Your task is to copy every line of this material exactly.

* * * *

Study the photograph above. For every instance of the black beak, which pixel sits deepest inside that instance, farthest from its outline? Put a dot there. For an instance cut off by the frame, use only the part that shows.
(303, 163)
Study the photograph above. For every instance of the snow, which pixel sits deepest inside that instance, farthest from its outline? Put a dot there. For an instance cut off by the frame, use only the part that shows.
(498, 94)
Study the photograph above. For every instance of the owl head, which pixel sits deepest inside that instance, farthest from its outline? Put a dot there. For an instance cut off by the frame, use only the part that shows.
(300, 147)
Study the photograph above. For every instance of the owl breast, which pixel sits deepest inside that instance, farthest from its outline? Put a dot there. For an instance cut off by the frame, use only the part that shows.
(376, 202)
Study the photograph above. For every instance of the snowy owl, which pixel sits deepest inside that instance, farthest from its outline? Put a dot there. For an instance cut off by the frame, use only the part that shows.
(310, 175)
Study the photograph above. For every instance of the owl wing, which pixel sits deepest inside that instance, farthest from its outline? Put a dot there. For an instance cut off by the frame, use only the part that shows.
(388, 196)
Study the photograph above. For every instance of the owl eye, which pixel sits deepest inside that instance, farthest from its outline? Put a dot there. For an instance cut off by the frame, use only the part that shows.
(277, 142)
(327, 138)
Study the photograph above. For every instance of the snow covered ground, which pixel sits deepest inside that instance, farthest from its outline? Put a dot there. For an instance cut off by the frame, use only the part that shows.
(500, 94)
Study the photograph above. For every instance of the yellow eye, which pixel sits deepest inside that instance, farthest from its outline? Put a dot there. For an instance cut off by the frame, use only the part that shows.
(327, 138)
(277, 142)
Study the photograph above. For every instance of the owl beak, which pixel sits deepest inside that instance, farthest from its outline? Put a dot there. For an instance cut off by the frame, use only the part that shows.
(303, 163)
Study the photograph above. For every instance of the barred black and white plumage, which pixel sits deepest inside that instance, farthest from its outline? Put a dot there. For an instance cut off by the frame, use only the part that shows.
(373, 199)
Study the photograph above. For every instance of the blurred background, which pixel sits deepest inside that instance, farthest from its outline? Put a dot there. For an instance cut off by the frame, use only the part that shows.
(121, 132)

* * * *

**THE REPLY:**
Study the photograph above. For every instance of the black beak, which pixel sits deepest inside that instance, farthest from its outline? Put a dot there. For an instance cut off by the frame, use only the part that shows.
(303, 163)
Study the photograph above. For every instance of the snow, which pixel sits deepest inside that instance, farthest from its outline? Put a dot there. For an instance cut off by the frame, use only the part that shows.
(498, 94)
Study the photograph above. For every instance of the owl head, which pixel sits deepest inside that instance, farthest from its outline? Put a dot there. For an instance cut off by the frame, use only the part that shows.
(300, 147)
Study the photograph above. For every instance of the owl breast, which pixel sits deepest inside that instance, farthest from its outline? Put a dot there. For an instance cut off by the frame, use only the part that shows.
(376, 202)
Study the photograph above. For every instance of the snowy owl, which pixel sits deepest inside that instance, farthest from its outline? Put a dot there. For an instance cut off by the frame, use only the part that shows.
(310, 175)
Study the photograph above. For every instance of the owl wing, which pixel sits deepest inside that instance, farthest from its outline? Put a dot there. For an instance cut off by the frame, use only the part that shows.
(388, 196)
Study the photograph above. For every instance of the owl eye, which pixel sits deepest inside that instance, farthest from its outline? Put a dot there. For an instance cut off by the frame, use only the part that shows.
(277, 142)
(327, 138)
Study the photograph above. For every instance of the snow covered ground, which pixel sits deepest inside that instance, farthest from its outline? Put a dot there. For an instance cut off by the frame, use only the part that shows.
(500, 94)
Study the photograph above. For every instance of the yellow eye, which pixel sits deepest inside that instance, farthest from its outline? Put a dot there. For an instance cut off by the frame, use only the part that shows.
(327, 138)
(277, 142)
Study the photograph above. For every instance of the owl beak, which pixel sits deepest inside that instance, farthest from its outline? Put a dot there. For an instance cut off by the frame, use only the part that shows.
(303, 163)
Study the photograph above. For every instance of the barred black and white plumage, which pixel sits deepest inside that instance, farthest from its outline? Put a dot there. For an instance cut off by the frame, use only the part that shows.
(373, 199)
Study the photograph above. For every instance of the blurred background, which pixel sits deepest inside that instance, farthest from its outline? Put a dot there. For an instance cut off by the frame, use only the part that shows.
(121, 132)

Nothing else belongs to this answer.